> What you are asked to do: In the records below, locate the line containing "Locate the swimmer's hand", then output that line and all later lines exactly, through the last one.

> Working data:
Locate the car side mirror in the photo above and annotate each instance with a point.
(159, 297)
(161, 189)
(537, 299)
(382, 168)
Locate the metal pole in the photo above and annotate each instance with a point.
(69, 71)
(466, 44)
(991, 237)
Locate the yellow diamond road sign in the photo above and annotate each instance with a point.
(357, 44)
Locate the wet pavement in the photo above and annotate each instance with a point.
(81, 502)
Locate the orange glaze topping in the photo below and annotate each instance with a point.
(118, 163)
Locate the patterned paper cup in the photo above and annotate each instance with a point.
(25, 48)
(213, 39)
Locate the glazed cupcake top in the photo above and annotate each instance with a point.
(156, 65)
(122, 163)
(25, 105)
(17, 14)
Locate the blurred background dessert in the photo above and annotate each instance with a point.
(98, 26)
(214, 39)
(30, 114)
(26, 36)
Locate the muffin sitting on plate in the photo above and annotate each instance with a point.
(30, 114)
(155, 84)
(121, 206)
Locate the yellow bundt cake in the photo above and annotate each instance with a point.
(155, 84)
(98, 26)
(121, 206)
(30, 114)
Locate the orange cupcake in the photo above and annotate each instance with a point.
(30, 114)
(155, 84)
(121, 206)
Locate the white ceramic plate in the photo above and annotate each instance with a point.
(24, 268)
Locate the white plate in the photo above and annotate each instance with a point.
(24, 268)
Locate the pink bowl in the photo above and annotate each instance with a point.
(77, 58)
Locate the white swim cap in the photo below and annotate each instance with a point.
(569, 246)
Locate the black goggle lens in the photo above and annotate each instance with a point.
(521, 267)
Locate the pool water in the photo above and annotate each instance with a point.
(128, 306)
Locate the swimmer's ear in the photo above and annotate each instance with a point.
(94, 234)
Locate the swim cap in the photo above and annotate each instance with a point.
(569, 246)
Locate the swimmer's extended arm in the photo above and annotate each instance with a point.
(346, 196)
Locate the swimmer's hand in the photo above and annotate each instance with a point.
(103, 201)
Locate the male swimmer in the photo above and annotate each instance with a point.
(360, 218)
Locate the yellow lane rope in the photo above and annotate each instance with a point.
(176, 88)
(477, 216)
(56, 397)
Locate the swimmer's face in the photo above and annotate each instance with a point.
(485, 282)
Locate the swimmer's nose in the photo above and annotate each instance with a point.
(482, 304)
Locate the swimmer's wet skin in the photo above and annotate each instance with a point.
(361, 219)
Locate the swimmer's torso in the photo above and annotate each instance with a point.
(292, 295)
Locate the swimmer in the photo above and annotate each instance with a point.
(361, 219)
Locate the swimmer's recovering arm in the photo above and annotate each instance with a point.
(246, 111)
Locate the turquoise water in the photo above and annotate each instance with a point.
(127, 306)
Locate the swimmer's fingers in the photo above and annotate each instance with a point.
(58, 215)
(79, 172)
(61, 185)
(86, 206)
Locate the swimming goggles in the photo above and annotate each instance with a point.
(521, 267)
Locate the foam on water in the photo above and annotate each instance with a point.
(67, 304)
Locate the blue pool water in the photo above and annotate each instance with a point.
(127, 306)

> Response for this exercise:
Locate the swimmer's hand in the photo above and annotate each instance with a point.
(103, 201)
Locate the male swimmer in the photo above and annotate each instance with a point.
(360, 218)
Locate the yellow lane rope in the photo above and annotate each instance with a point.
(176, 88)
(477, 216)
(56, 397)
Locate the swimmer's face in the photo above and annotate each instance with a point.
(485, 282)
Locate the swimmer's nose in the photo above and annotate each instance with a point.
(482, 304)
Locate the swimmer's wet skin in the photo above and annotate each instance with a point.
(361, 219)
Locate the swimmer's torso in the photo above and annotate each instance with a point.
(292, 295)
Locate the swimmer in the photo above and annotate each instance with a point.
(361, 219)
Locate the swimmer's recovering arm in the photo above and annotate each instance with a point.
(246, 111)
Locate the turquoise water in the photo above and annotate each instance with a point.
(127, 306)
Locate the swimmer's fingers in the photo above and annotate each instance with a point.
(58, 215)
(79, 172)
(61, 185)
(86, 206)
Locate the swimming goggles in the photo above and annotate each instance with a point.
(521, 267)
Locate the foam on water in the photo above and annotate each instance with a point.
(67, 304)
Locate the blue pool water in the photo above and annotate each instance with a point.
(127, 306)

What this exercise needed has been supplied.